VORLIEGENDER TEXT:
Bewegung hingegen sei mit Blick auf den Entwurf zum Patientendatenschutzgesetz (PDSG) zu verzeichnen, in dessen Rahmen das Makelverbot entsprechend der Forderungen der ABDA gestärkt wurde. »Dieses Verbot muss stringent umgesetzt werden«, so Münch. Nicht nur das: Es müsse auch technisch unumgänglich gemacht werden.

Derzeit sind neben der Gematik-App zur Verwaltung ärztlicher Verordnungen freie Apps diverser Anbieter mit Zusatzfunktionen zur weiteren Beförderung von Rezeptdaten in Planung. »Es bedarf keiner großen Phantasie, sich vorzustellen, wie schnell in Folge dieser Apps das Makelverbot und die Preisbindung ausgehebelt und Rezeptströme gelenkt werden«, warnte Münch.

Ob seitens der Gematik oder des Deutschen Apothekerverbands (DAV): Er erwarte eine einheitliche zentrale App, die Rezept- und Patientendaten dem Zugriff Dritter entzieht. »Diese bedürfen des besonderen Schutzes. Rezept- und Patientendaten dürfen keine Handelsware werden«, betonte Münch.

AUFGABE: Setzen Sie den Text über das Makelverbot und die Rezept-Apps im Anschluss an seinen letzten Satz fort. Die Liste wird zur Bearbeitung nicht benötigt.

DATENSÄTZE:

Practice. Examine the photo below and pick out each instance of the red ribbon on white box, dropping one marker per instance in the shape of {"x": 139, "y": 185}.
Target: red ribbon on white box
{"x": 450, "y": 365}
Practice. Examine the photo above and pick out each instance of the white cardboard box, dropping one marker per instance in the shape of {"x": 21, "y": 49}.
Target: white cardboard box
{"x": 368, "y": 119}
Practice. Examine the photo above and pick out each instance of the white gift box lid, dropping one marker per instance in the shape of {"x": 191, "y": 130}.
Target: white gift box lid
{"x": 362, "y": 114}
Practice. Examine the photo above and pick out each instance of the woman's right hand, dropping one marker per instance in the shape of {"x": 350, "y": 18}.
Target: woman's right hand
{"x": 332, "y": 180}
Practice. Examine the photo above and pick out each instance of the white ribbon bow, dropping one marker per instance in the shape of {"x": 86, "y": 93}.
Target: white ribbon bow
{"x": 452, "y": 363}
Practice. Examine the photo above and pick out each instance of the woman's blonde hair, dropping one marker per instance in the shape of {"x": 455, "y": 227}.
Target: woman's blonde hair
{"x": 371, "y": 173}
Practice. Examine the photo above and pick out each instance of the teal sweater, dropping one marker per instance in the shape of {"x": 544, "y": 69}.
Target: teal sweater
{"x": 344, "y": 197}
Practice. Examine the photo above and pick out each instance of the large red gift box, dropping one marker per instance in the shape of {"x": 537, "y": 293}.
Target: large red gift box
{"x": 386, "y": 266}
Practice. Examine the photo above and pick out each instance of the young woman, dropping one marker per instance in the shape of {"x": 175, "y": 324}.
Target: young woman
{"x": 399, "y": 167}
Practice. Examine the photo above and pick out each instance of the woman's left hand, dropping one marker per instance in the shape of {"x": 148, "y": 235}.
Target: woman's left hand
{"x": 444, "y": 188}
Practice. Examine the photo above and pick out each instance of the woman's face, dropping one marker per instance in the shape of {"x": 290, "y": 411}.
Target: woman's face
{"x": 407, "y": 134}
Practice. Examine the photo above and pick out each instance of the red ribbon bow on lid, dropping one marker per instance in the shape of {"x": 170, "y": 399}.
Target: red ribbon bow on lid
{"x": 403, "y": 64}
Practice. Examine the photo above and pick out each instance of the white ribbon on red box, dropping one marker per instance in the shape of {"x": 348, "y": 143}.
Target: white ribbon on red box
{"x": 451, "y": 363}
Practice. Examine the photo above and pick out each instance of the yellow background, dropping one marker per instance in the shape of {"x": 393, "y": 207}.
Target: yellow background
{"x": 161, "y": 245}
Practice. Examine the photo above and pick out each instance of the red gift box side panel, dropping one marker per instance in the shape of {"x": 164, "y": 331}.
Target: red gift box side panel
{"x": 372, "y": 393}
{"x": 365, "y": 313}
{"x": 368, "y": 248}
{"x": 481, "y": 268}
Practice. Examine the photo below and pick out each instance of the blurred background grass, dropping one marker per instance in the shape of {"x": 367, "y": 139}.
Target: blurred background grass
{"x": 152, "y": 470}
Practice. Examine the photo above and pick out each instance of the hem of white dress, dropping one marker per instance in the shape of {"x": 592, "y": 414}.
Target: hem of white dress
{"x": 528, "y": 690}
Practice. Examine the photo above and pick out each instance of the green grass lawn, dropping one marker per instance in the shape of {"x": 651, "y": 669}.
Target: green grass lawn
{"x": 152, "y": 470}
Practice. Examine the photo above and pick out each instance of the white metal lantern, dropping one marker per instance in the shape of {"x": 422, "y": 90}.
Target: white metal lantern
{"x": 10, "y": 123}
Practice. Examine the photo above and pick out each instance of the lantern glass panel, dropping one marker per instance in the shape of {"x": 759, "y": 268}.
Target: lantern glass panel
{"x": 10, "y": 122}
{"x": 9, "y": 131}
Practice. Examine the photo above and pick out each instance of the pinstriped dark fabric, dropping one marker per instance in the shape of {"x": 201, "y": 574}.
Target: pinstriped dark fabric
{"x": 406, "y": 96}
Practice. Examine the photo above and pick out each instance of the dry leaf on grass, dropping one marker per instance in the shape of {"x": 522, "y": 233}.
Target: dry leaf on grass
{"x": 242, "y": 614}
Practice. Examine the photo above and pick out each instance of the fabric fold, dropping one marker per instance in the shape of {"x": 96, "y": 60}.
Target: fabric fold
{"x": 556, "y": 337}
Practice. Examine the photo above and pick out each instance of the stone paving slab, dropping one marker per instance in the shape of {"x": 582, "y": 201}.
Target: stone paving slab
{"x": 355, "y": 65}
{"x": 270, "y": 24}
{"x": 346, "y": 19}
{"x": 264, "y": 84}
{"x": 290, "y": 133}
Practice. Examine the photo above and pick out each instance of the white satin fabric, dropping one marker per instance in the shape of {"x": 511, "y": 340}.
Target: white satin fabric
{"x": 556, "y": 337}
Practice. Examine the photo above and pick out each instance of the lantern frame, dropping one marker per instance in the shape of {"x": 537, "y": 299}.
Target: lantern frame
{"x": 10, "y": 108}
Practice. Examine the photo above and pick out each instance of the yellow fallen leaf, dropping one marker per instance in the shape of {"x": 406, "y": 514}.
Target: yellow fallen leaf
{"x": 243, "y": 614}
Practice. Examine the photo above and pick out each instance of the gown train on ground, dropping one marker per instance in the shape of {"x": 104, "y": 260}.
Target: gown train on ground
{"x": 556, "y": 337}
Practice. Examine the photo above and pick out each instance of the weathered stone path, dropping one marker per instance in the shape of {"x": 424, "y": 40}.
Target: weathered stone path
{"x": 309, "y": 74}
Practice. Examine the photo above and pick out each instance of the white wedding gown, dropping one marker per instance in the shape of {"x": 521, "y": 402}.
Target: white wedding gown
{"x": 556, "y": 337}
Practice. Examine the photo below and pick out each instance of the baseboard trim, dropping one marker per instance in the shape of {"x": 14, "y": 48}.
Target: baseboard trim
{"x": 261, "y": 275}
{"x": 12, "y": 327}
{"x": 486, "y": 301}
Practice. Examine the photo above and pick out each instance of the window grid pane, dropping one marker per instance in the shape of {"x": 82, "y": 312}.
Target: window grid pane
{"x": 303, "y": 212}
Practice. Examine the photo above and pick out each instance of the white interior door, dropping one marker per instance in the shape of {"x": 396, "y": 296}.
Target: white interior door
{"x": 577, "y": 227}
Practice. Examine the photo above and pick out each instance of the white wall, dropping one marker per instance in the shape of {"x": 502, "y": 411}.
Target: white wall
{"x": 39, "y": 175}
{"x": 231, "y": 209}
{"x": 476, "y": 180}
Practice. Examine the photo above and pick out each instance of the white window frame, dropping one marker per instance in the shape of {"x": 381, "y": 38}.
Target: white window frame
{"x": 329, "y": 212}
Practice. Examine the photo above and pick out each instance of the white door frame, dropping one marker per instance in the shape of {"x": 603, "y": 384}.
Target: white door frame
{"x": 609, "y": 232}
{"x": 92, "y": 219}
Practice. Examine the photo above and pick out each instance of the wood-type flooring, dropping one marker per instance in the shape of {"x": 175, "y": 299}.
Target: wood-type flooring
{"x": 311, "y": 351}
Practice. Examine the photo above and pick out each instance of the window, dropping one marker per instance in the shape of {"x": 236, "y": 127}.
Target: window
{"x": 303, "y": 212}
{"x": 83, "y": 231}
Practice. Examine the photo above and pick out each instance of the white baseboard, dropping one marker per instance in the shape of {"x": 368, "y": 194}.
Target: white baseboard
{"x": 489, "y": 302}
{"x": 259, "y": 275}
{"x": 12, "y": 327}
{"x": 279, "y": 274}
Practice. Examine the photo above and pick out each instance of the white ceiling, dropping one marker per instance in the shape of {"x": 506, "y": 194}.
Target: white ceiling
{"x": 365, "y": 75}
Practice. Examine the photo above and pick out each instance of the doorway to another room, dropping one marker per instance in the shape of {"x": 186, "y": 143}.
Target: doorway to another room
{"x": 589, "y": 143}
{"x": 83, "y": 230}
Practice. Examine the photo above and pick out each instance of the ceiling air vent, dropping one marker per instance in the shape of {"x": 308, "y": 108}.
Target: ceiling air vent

LÖSUNG:
Offensichtlicher Nutzen von Impfungen in der Apotheke

Ist fast unbemerkt am 1. März, mitten im Corona-Trubel, auch das Masernschutzgesetz in Kraft getreten, so enthält dieses unter anderem die aus dem VOASG-Entwurf vorgezogene Regelung zur zunächst in Modellversuchen vorgesehenen Grippeimpfung in Apotheken. Münch zeigte sich von dieser Regelung »nicht übermäßig begeistert«. Er sehe hier tatsächlich ein Verwischen der klaren Grenzen zwischen ärztlicher und apothekerlicher Tätigkeit. »Das hätte ich gerne vermieden.«

Aber: »Wir haben uns um diese Aufgabe nie gerissen. Sie ist uns vom Staat zugeteilt wurden, da offenbar nach neuen Wegen zur Erreichung einer höheren Durchimpfrate gesucht wird«, konstatierte er. Vom Nutzen einer Steigerung der Durchimpfrate gegen Influenza sei auch er überzeugt, zumal bei diesem Bemühen in den vergangenen Jahren vor allem in den westlichen Bundesländern nur ungenügende Erfolge erzielt werden konnten.

Sei ein nennenswertes Hemmnis der dazu notwendige Gang in die Arztpraxis mit Termin und Wartezeit, so hätten Erfahrungen aus anderen europäischen Ländern gezeigt, dass der niederschwellige Zugang zur Apotheke zu steigenden Impfzahlen beiträgt. »Fachlich sehe ich die Apotheke – allemal nach der entsprechenden vorgeschriebenen Fortbildung – zur Erfüllung dieser Aufgabe absolut in der Lage«, unterstrich Münch.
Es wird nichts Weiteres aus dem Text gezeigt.